- Genre: Reality Television
- Based on: One Born Every Minute by Dragonfly Film and Television Productions
- Directed by: Yuval Cohen
- Country of origin: Israel
- Original language: Hebrew

Production
- Producer: Assaf Gil

Original release
- Network: Channel 10

= Baby Boom (Israeli TV series) =

Baby Boom (בייבי בום) is an Israeli reality television series which debuted in 2013 on former Israeli television channel Channel 10. The programme depicts the events leading up to a baby's birth within a hospital in the format of a docuseries. It is one of the international versions of the British television programme One Born Every Minute, which premiered three years earlier.

The series featured individual couples who had arrived at Beilinson Hospital located in Petah Tikva, Israel, and follows the full process of childbirth using cameras located throughout the facility in delivery rooms and corridors, documenting various events such as pain during labour, birth complications, and levels of paternal involvement during the process.

== Production ==
Before filming, a selection of couples who are expecting a baby in the near future is contacted and asked to participate. During the first season, the selection was determined by researchers involved in the production, mainly through the reports of gynaecologists who worked in the area. It was reported that for at least one season, ads in newspapers were published asking for pregnant individuals who were due within a certain month to apply. As part of their participation, when childbirth is imminent, the couple contacts the production team as they travel to Beilinson Hospital, where they are met by the technical team and equipped with microphones. Couples have reported being able to make requests regarding the modesty of the final footage used. Completed episodes involve interviews with each couple, and sometimes other relevant individuals, interspersed among footage of the arrival, labour process, and birth of the child.

== History ==
The first season of the show was broadcast on Channel 10 in 2013, and was produced by Assaf Gil under "Gil Productions". The first season of the show involved professor Yariv Yogev, the Director of Maternity Wards, Obstetrics, and Gynaecology departments at Beilinson Hospital from 2011 to 2015. He stated his goal in the involvement of Benilinson Hospital was to increase brand recognition for the facility. He is frequently depicted by the media as the star of Baby Boom. Beilinson Hospital reportedly invested millions of shekels after signing on for the fifth season upgrading the appearance of the maternity ward.

The second season aired November 2015 and included only four episodes. A third season aired 11 November 2015 and took place in Meir Hospital in Kfar Saba, Israel. The fifth season aired its first episode on 28 May 2018. The fifth season was delayed in filming due to low couple participation, with production noting that unless at least 50 couples agreed to participate they would not begin filming. Season five involved doctor Rony Chen, current head of the Maternity Ward at Beilinson Hospital as of 2020.

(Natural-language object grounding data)
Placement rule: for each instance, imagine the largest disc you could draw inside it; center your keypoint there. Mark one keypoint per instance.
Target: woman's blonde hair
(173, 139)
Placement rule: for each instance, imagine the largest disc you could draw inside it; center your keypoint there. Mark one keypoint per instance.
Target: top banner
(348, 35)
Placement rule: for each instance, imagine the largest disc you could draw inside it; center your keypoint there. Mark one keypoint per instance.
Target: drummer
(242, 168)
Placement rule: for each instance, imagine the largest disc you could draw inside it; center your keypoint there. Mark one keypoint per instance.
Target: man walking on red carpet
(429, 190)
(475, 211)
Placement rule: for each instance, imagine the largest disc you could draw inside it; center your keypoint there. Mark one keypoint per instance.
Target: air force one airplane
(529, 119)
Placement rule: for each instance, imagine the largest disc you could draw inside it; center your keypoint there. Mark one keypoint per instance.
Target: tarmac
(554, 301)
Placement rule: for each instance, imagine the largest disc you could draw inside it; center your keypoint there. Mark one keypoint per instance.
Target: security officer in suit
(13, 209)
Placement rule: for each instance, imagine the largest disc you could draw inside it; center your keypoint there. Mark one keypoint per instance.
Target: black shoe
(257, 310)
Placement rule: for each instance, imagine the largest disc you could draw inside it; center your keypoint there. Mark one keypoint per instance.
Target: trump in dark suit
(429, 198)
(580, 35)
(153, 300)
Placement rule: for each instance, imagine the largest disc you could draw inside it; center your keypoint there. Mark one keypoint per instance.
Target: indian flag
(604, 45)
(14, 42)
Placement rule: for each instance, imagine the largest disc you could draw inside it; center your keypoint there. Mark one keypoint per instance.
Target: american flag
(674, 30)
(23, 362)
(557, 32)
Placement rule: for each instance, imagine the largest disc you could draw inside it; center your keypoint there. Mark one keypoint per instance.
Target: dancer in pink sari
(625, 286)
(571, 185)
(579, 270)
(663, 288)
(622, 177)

■ REQUIRED WORK:
**a.** Say whether each statement agrees with the Baby Boom article, answering yes or no and quoting the words of the article that decide it.
(i) The series is a version of a British programme that premiered three years before it.
(ii) For the first season, couples were chosen mainly through newspaper ads.
(iii) Couples are equipped with microphones when they reach the hospital.
**b.** Answer these questions from the Baby Boom article.
(i) Who directed the series?
(ii) In which city is Beilinson Hospital located?
(iii) On what date did the fifth season air its first episode?
**c.** Write the next part of the Baby Boom article, picking up after its last sentence.

■ ANSWERS FOR THE EXERCISE:
**a.**
(i) Yes: "the British television programme One Born Every Minute, which premiered three years earlier."
(ii) No: "mainly through the reports of gynaecologists who worked in the area."
(iii) Yes: "where they are met by the technical team and equipped with microphones."

**b.**
(i) Yuval Cohen
(ii) Petah Tikva, Israel
(iii) 28 May 2018

**c.**
The show has featured celebrities such as Lihi Griner, a former participant on season three of the Israeli edition of Big Brother who visited one couple while at the hospital in the fifth season, and Eran Tartakovsky (a participant in Big Brother Season 4) as part of a couple from the third season.

== Reception ==
The first episode had 526,000 viewers, with a 19.9% viewership throughout Israel.

The series was controversial and was the focus of media attention regarding concerns relating to possible voyeurism and intrusion of privacy (regardless of the format of the show), the impact on the mother being filmed, how the process of birth and methods of delivery were depicted versus how they may typically take place in hospitals around Israel, and the place of the medical staff during the process of childbirth. However, it has also received praise for its strong emotional impact and ability to evoke excitement.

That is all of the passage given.